[GIVEN INFORMATION Boundary: Start]

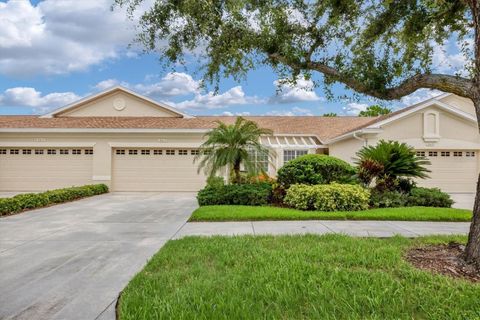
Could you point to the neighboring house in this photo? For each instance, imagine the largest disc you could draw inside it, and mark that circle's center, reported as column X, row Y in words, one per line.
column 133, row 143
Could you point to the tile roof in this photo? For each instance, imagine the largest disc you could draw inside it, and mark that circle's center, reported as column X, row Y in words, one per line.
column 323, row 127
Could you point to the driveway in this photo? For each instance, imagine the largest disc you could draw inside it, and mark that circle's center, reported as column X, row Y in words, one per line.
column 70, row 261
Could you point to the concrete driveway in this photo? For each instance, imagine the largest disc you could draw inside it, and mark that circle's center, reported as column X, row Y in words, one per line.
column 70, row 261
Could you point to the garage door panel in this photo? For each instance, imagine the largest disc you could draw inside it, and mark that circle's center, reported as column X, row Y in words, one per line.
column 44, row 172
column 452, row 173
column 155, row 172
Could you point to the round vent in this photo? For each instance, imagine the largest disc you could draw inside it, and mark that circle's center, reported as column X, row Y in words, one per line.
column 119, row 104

[GIVEN INFORMATION Boundary: End]
[GIVEN INFORMATION Boundary: Start]

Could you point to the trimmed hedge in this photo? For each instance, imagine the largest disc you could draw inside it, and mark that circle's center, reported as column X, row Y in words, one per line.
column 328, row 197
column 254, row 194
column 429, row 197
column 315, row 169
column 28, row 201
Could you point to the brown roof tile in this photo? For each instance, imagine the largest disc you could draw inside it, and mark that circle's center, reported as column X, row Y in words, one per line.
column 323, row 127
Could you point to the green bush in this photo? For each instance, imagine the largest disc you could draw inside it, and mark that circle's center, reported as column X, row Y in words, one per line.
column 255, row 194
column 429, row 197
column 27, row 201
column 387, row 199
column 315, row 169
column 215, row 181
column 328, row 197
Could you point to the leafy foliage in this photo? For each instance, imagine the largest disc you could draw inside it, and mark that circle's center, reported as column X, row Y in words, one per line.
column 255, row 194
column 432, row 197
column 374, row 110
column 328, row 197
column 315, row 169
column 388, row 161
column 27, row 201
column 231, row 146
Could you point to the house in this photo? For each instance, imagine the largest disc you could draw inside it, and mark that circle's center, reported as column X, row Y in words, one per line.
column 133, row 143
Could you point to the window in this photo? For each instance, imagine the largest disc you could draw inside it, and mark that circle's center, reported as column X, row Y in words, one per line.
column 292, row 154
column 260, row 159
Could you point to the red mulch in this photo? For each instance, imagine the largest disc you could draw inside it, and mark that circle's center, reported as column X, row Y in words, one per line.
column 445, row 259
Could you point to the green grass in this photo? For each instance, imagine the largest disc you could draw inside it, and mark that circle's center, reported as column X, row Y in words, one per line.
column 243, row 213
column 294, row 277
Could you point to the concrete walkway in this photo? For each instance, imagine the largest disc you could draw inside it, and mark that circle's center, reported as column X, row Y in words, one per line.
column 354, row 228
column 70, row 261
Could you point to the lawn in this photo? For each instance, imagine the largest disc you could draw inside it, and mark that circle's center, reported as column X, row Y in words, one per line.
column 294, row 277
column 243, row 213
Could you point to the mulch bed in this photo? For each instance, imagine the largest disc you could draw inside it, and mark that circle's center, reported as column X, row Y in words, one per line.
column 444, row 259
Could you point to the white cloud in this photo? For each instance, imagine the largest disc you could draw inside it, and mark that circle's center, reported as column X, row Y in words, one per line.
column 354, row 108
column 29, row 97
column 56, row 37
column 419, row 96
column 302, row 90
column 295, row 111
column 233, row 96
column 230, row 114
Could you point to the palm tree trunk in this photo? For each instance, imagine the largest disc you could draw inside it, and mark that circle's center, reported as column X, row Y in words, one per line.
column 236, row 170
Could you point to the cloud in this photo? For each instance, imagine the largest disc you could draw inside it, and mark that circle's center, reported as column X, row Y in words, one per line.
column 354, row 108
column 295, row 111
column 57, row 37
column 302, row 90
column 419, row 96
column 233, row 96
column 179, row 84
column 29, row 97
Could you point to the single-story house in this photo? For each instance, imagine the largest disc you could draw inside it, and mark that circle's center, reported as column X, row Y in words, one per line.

[GIVEN INFORMATION Boundary: End]
[GIVEN INFORMATION Boundary: Start]

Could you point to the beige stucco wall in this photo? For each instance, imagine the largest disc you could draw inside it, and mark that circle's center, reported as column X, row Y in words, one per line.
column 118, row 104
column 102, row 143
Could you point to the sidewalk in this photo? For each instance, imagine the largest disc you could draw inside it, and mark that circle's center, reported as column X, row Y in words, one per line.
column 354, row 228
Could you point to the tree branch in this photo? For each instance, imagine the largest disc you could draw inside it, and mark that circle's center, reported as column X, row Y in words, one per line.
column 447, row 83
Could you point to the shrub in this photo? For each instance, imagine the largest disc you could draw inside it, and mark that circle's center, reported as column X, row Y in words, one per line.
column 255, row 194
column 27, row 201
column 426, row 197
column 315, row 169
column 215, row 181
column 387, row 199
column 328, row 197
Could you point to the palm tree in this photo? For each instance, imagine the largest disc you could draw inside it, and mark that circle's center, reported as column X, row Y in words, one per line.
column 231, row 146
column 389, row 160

[GIVEN INFORMATION Boundary: End]

PROBLEM STATEMENT: From the data above, reproduce word for word the lines running from the line with "Could you point to the mulch" to the line with "Could you point to the single-story", ends included.

OUTPUT BELOW:
Could you point to the mulch bed in this photo? For each instance, imagine the largest disc you could draw inside it, and mark that circle's center, reported as column X, row Y in words, one per line.
column 444, row 259
Could you point to the white cloud in this photo? For each instance, imagine the largest disc you could draw inside it, and mark that circle's center, reported as column X, row Y in words, one per line.
column 354, row 108
column 29, row 97
column 56, row 37
column 419, row 96
column 302, row 90
column 295, row 111
column 233, row 96
column 230, row 114
Could you point to the palm tree trunk in this photo? For each instance, imagine the largest disc you could draw inside it, and mark that circle's center, reported as column X, row Y in words, one per line.
column 236, row 170
Could you point to the cloud in this photo? For each instance, imagine the largest disc you could draw inside it, and mark that circle's center, reported as column X, row Y in words, one per line.
column 354, row 108
column 295, row 111
column 57, row 37
column 302, row 90
column 419, row 96
column 233, row 96
column 179, row 84
column 29, row 97
Could you point to the single-story house in this photo? For each instance, imagine the largest disc you could draw inside it, and mark that circle's center, reported as column X, row Y in words, one per line.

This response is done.